Data rows
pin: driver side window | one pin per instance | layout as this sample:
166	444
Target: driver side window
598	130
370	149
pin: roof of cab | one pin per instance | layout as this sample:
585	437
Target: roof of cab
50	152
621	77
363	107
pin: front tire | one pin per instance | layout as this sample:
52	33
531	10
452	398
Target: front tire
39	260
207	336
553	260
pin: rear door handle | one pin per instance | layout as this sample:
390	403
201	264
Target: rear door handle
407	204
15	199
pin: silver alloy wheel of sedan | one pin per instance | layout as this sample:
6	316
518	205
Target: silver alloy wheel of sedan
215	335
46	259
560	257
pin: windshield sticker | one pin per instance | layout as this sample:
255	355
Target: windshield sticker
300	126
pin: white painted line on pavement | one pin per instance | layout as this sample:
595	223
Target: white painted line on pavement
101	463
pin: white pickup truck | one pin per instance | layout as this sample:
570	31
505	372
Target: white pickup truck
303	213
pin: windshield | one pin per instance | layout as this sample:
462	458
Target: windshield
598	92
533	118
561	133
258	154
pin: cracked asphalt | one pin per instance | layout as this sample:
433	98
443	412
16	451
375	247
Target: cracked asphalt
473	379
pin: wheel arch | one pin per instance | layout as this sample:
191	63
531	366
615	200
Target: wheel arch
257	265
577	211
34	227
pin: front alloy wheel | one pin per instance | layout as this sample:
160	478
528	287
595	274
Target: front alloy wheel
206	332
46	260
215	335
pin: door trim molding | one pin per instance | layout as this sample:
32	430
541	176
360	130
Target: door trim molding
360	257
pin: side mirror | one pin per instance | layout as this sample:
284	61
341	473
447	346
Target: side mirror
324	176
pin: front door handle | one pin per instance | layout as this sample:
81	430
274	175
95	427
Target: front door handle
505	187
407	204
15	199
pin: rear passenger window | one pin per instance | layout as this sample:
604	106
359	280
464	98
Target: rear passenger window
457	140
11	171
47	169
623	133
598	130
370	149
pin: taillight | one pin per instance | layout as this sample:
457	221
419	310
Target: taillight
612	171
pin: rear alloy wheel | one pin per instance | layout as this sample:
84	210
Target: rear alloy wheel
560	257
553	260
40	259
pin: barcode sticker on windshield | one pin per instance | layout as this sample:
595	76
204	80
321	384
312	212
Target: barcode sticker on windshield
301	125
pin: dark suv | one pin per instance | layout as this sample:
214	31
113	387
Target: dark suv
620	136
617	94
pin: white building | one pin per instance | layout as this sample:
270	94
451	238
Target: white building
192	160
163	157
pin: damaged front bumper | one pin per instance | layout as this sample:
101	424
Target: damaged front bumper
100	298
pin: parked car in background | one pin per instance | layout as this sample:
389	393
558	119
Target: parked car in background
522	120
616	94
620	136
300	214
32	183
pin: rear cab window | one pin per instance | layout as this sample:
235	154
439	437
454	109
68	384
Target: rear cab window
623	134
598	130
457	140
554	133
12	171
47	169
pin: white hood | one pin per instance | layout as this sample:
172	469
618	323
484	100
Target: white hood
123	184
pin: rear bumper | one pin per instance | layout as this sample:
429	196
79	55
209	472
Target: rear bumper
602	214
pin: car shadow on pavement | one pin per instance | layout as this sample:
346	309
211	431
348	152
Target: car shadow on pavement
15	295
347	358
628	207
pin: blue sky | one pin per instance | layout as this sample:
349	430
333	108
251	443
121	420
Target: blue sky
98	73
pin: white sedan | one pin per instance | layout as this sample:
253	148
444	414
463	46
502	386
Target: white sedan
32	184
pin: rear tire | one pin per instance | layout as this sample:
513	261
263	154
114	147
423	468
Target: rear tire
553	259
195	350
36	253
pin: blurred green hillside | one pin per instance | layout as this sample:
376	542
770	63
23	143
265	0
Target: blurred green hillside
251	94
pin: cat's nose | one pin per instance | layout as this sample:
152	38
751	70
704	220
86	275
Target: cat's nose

Objective
Copy out the lines from the one containing "pin: blue sky" through the end of the records, requests included, and shift every coordinate in the answers by adding -92 to it.

Solution to this problem
pin: blue sky | one pin per instance | layout as this sample:
349	430
333	108
251	443
121	420
Target: blue sky
6	-19
pin: white sedan | one pin per instance | layout as this sample:
253	148
444	414
463	46
502	386
Target: white sedan
-60	92
pin: rear tire | one pin per instance | layout as this sample:
513	261
263	154
114	147
423	468
Target: rear tire
461	167
103	258
-56	161
pin: blurred green hillside | one pin per instance | layout as this sample:
376	542
770	63
23	143
265	0
Target: blurred green hillside
159	2
pin: cat's nose | one pin per instance | layout as this sample:
152	38
751	70
704	220
86	275
Target: cat's nose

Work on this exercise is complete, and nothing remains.